What you will do:
(a) In the actor-critic code, what value is assigned to the learning rate `lr`?
(b) Extend the actor-critic code, picking up right after `value = x.squeeze(1)`.

Passage to read:
--- start ---
In [1]:
import numpy as np
# import brica
import gym

from skimage.transform import resize
import torch
import torch.nn as nn
import torch.nn.functional as F
import torch.optim as optim
from torch.autograd import Variable
from torch.distributions.normal import Normal
from torch.distributions.categorical import Categorical

In [2]:
# Function from https://github.com/ikostrikov/pytorch-a2c-ppo-acktr/blob/master/model.py
def initialize_parameters(m):
    classname = m.__class__.__name__
    if classname.find('Linear') != -1:
        m.weight.data.normal_(0, 1)
        m.weight.data *= 1 / torch.sqrt(m.weight.data.pow(2).sum(1, keepdim=True))
        if m.bias is not None:
            m.bias.data.fill_(0)

In [3]:
step_size = 100000
memory_size = 64
rollout_steps = 20
save_steps = 100
value_coeff = 0.5
entropy_coeff = 0.01
grad_norm_limit = 40
gamma = 0.99
lambd = 1.00
lr = 3e-4

In [4]:
class ACModel(nn.Module):
    '''
    Actor-Critic Model
    '''
    def __init__(self, action_num=2, memory_size=64, d_limit=0.5):
        super().__init__()

        self.memory_size = memory_size
        self.action_num = action_num

        # Define image embedding
        self.image_embedding_size = 2
        
        # Define memory
        self.memory_rnn = nn.GRUCell(self.image_embedding_size, self.memory_size)

       
        # Resize image embedding
        self.embedding_size = self.memory_size

        # Define actor's model
        self.actor = nn.Sequential(
            nn.Linear(self.embedding_size, 64),
            nn.Tanh(),
            nn.Linear(64, action_num),
        )
        self.actor_mu = nn.Sequential(
            nn.Linear(self.action_num, self.action_num),
            nn.Tanh()
        )
        self.actor_sigma = nn.Sequential(
            nn.Linear(self.action_num, self.action_num),
            nn.Softplus()
        )

        # Define critic's model
        self.critic = nn.Sequential(
            nn.Linear(self.embedding_size, 64),
            nn.Tanh(),
            nn.Linear(64, 1)
        )

        # Initialize parameters correctly
        self.apply(initialize_parameters)

    def forward(self, obs, memory):
        hidden = self.memory_rnn(obs, memory)
        embedding = hidden
        memory = hidden

        x = self.actor(embedding)
        mu = self.actor_mu(x)
        sigma = self.actor_sigma(x)
        dist_params = [mu, sigma]

        x = self.critic(embedding)
        value = x.squeeze(1)
--- end ---
Lines from a pointing dataset:
--- start ---
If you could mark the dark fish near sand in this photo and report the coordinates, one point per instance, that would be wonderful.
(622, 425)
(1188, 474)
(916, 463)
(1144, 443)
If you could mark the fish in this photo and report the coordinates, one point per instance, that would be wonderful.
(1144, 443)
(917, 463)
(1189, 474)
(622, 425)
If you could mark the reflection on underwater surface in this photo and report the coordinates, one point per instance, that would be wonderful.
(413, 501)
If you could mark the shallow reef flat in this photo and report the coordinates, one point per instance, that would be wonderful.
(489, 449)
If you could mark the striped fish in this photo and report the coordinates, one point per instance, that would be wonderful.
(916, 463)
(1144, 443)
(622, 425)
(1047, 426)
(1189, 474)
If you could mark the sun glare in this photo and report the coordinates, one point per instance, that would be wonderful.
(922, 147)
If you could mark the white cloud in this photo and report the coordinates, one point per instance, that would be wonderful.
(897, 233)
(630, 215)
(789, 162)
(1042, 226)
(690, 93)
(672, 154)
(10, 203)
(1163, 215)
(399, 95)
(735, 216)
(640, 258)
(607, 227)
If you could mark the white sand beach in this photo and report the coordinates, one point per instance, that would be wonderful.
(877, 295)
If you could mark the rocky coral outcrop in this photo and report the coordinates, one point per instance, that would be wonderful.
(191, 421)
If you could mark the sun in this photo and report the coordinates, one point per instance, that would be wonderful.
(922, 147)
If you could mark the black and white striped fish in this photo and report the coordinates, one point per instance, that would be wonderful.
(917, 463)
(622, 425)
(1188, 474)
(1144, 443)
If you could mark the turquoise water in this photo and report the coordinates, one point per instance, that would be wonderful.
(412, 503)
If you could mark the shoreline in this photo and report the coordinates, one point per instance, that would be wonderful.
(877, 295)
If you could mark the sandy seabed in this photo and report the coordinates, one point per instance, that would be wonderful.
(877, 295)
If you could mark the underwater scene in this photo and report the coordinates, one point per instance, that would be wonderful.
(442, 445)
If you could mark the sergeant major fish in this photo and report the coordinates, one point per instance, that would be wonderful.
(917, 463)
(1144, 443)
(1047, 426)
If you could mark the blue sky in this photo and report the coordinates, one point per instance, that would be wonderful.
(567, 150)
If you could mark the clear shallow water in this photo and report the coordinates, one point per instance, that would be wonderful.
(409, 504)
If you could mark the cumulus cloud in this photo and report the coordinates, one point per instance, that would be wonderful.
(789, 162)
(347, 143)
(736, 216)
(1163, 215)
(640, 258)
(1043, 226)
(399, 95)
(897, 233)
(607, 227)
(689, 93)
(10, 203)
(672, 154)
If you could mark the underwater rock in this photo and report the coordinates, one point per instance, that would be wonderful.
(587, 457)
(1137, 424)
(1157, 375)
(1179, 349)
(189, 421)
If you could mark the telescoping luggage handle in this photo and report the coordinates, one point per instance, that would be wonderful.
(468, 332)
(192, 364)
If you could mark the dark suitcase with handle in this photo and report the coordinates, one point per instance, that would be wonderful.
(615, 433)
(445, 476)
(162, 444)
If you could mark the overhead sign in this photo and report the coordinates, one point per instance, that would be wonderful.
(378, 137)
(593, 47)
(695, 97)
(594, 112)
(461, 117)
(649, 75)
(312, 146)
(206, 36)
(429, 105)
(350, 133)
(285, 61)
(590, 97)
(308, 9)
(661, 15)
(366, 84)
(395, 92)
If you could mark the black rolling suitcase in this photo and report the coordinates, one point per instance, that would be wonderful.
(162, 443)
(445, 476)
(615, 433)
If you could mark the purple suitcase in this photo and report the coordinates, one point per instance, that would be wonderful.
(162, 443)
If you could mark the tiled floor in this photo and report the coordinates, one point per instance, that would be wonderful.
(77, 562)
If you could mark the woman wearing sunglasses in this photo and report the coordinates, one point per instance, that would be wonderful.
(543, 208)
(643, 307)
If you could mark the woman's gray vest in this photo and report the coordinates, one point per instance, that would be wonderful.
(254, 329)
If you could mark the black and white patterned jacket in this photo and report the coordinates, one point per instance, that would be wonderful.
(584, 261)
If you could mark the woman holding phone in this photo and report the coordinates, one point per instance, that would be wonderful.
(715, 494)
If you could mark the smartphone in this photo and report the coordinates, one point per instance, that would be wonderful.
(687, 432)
--- end ---
Answers to the exercises:
(a) 3e-4

(b)
        return dist_params, value, memory

In [5]:
class BG(object):
    def __init__(self, training=True, init_weight_path=None, use_cuda=False):
#         self.timing = brica.Timing(5, 1, 0)
        self.training = training
        self.total_steps = 0
        self.ep_rewards = [0.]
        self.cuda = use_cuda
        self.ac_model = ACModel()
        if init_weight_path is not None:
            self.ac_model.load_state_dict(torch.load(init_weight_path))
        self.optimizer = optim.Adam(self.ac_model.parameters(), lr=lr)
        if self.cuda: self.ac_model = self.ac_model.cuda()
        self.init_params()

    def __call__(self, inputs):
#         if 'from_environment' not in inputs:
#             raise Exception('BG did not recieve from Environment')
#         if 'from_pfc' not in inputs:
#             raise Exception('BG did not recieve from PFC')
#         if 'from_fef' not in inputs:
#             raise Exception('BG did not recieve from FEF')
        
        obs = inputs['from_fef']
        reward, done = inputs['from_environment']
        dones = [done]
        rewards = np.array([reward])

        # reset the LSTM state for done envs
        masks = (1. - torch.from_numpy(np.array(dones, dtype=np.float32).reshape(-1))).unsqueeze(1)
        if self.cuda: masks = masks.cuda()

        self.total_steps += 1
        self.ep_rewards = self.ep_rewards + rewards
        # if done:
        #     ep_rewards = 0
        rewards = torch.from_numpy(rewards).float().unsqueeze(1)
        if self.cuda: rewards = rewards.cuda()
        if self.prev_actions is not None:
            self.steps.append((
                rewards,
                masks,
                self.prev_actions.clone(),
                self.prev_policies,
                self.prev_values.clone()
            ))
        obs = np.expand_dims(obs, axis=0).astype("float32")
        obs = Variable(torch.tensor(obs))
#         print(obs.size())

        # network forward pasa
        dist_params, values, self.memory = self.ac_model(obs, self.memory)
        mu , sigma = dist_params
        policies = Normal(mu, sigma)
        actions = policies.sample()
        prob = policies.log_prob(actions)
        self.prev_actions = actions
        self.prev_policies = policies
        self.prev_values = values

        if self.total_steps % rollout_steps == 0 and self.training:
            self.update()
            self.init_params()
        
        if self.total_steps % save_steps == 0 and self.training:
            cur_weights = self.ac_model.state_dict()
#             torch.save(cur_weights, "./data/bg.pth")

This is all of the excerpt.